### [SEITENAUSZUG]
Höhe 432, Deutschlands letzter Vorposten südwestlich von Kundus im Jahr 2011: Ein Dutzend Soldaten hält den Hügel, lebt und schläft hier tagelang in Unterständen unter Bohlendächern und hinter Sandsäcken. Foto: Bundeswehr/Didi

12.09.2021
Marcel Bohnert

„Ich war in einem Krieg, den es nicht geben durfte“

Kein Einsatz hat die Bundeswehr in den vergangenen Jahrzehnten so geprägt wie der in Afghanistan. Doch diese Leistung wird von den Deutschen wenig wertgeschätzt und kaum verstanden. Dieser Beitrag von Oberstleutnant Marcel Bohnert, zuerst veröffentlicht im „Spiegel“ in einer leicht gekürzten Fassung, sollte ein ganz persönlicher Abschluss dieses längsten Krieges in der Geschichte der Bundeswehr werden. Doch in der Zwischenzeit wurde klar: So ganz vorbei war er noch nicht. Nachdem auch die Hauptstadt Kabul an die Taliban gefallen war, flog die Bundeswehr unter schwierigsten Bedingungen Menschen aus, retteten Angehörige des KSK deutsche Staatsbürger. Die weitere Entwicklung in Afghanistan ist nach dem Rückzug der letzten Soldaten aus Kabul unklar, die Zeichen stehen auf Katastrophe.

Es war ein seltsames Gefühl, als ich meine Stiefel nach 200 Tagen Krieg wieder auf heimischen Boden setzte und in die Gesichter meiner Angehörigen blickte. Fast sieben Monate hatten meine Kameraden und ich in der Schlammzone verbracht, wie wir unseren Einsatzort in den Gräben und Feldern von Kundus nannten. Afghanistan hatte uns mürbegemacht, und die fröhliche Menschenmasse, die im Flughafengebäude von Hannover auf uns wartete, wirkte unecht.

### [BEREITGESTELLTE DATENSÄTZE]
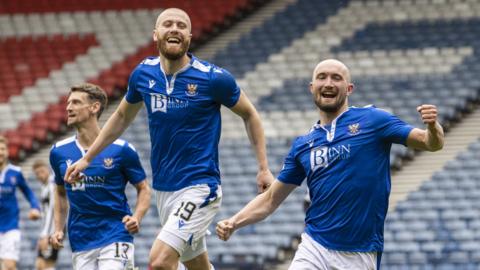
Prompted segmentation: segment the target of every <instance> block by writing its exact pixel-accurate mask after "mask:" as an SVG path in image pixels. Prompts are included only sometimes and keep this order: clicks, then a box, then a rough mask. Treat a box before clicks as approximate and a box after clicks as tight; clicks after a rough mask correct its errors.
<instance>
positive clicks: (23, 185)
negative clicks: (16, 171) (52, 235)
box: [17, 173, 40, 210]
mask: <svg viewBox="0 0 480 270" xmlns="http://www.w3.org/2000/svg"><path fill="white" fill-rule="evenodd" d="M17 184H18V187H19V188H20V190H21V191H22V193H23V195H25V198H26V199H27V200H28V202H29V203H30V207H32V208H35V209H38V210H40V204H39V203H38V200H37V197H35V194H34V193H33V191H32V190H31V189H30V187H29V186H28V185H27V181H25V178H24V177H23V174H22V173H18V175H17Z"/></svg>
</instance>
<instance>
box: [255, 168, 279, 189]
mask: <svg viewBox="0 0 480 270" xmlns="http://www.w3.org/2000/svg"><path fill="white" fill-rule="evenodd" d="M273 180H275V179H274V177H273V174H272V172H271V171H270V170H262V171H258V173H257V189H258V193H263V192H264V191H266V190H267V189H268V188H269V187H270V185H271V184H272V183H273Z"/></svg>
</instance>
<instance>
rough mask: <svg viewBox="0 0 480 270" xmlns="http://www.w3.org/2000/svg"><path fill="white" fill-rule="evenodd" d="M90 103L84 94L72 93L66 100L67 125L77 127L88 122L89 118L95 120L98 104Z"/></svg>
mask: <svg viewBox="0 0 480 270" xmlns="http://www.w3.org/2000/svg"><path fill="white" fill-rule="evenodd" d="M95 103H98V102H92V101H90V100H89V98H88V94H87V93H85V92H72V93H70V96H69V97H68V100H67V125H68V126H78V125H81V124H82V123H84V122H86V121H89V120H90V119H91V118H97V116H96V115H97V112H98V108H99V104H95Z"/></svg>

### [AUFGABE A]
Fasse den Beitrag über den Afghanistan-Einsatz der Bundeswehr in genau zwei Sätzen zusammen.
### [AUFGABE B]
Gib aus dem Beitrag über den Afghanistan-Einsatz den Abschnitt wortgetreu wieder, der bei „Es war ein seltsames“ anfängt und bei „wartete, wirkte unecht.“ aufhört.
### [AUFGABE C]
Schreibe den Beitrag über den Afghanistan-Einsatz im Anschluss an seinen letzten Satz weiter.

### [DEINE ANTWORT A]
Der Beitrag von Oberstleutnant Marcel Bohnert, zuerst in leicht gekürzter Fassung im „Spiegel“ erschienen, behandelt den Afghanistan-Einsatz, der die Bundeswehr in den vergangenen Jahrzehnten stärker geprägt hat als jeder andere, dessen Leistung von den Deutschen jedoch wenig wertgeschätzt und kaum verstanden wird. Bohnert schildert seine Rückkehr nach 200 Tagen Krieg in der „Schlammzone“ von Kundus, nach der ihm die fröhliche Menschenmasse im Flughafengebäude von Hannover unecht vorkam.

### [DEINE ANTWORT B]
Es war ein seltsames Gefühl, als ich meine Stiefel nach 200 Tagen Krieg wieder auf heimischen Boden setzte und in die Gesichter meiner Angehörigen blickte. Fast sieben Monate hatten meine Kameraden und ich in der Schlammzone verbracht, wie wir unseren Einsatzort in den Gräben und Feldern von Kundus nannten. Afghanistan hatte uns mürbegemacht, und die fröhliche Menschenmasse, die im Flughafengebäude von Hannover auf uns wartete, wirkte unecht.

### [DEINE ANTWORT C]
Es war der Herbst 2011, vor fast zehn Jahren. Wir waren Rückkehrer und fühlten uns doch wie Entrückte. Der surreale Aufschlag setzte sich fort – in den Armen der Familie, auf der Autobahn, im Steakhouse, im klimatisierten Hotel. Ich kam mir vor wie ein Wandler zwischen zwei Welten. In die Welt, aus der ich zurückkehrte, war die Bundeswehr im Jahr 2001 aufgebrochen, um unter dem traumatischen Eindruck der Anschläge vom 11. September den Terrorismus zu bekämpfen.

Allerdings stolperte sie eher in das geschundene Land am Hindukusch. Kaum jemand konnte sich zu dieser Zeit vorstellen, dass die Bundeswehr in Afghanistan den folgenschwersten Einsatz ihrer Geschichte erleben würde. Dass eine ganze Generation deutscher Soldaten dort lernen würde, was es bedeutet zu kämpfen, zu töten und zu sterben. Keine Mission hat die Bundeswehr so sehr geprägt und verändert – eine Veränderung, die die deutsche Gesellschaft nicht wahrnehmen will.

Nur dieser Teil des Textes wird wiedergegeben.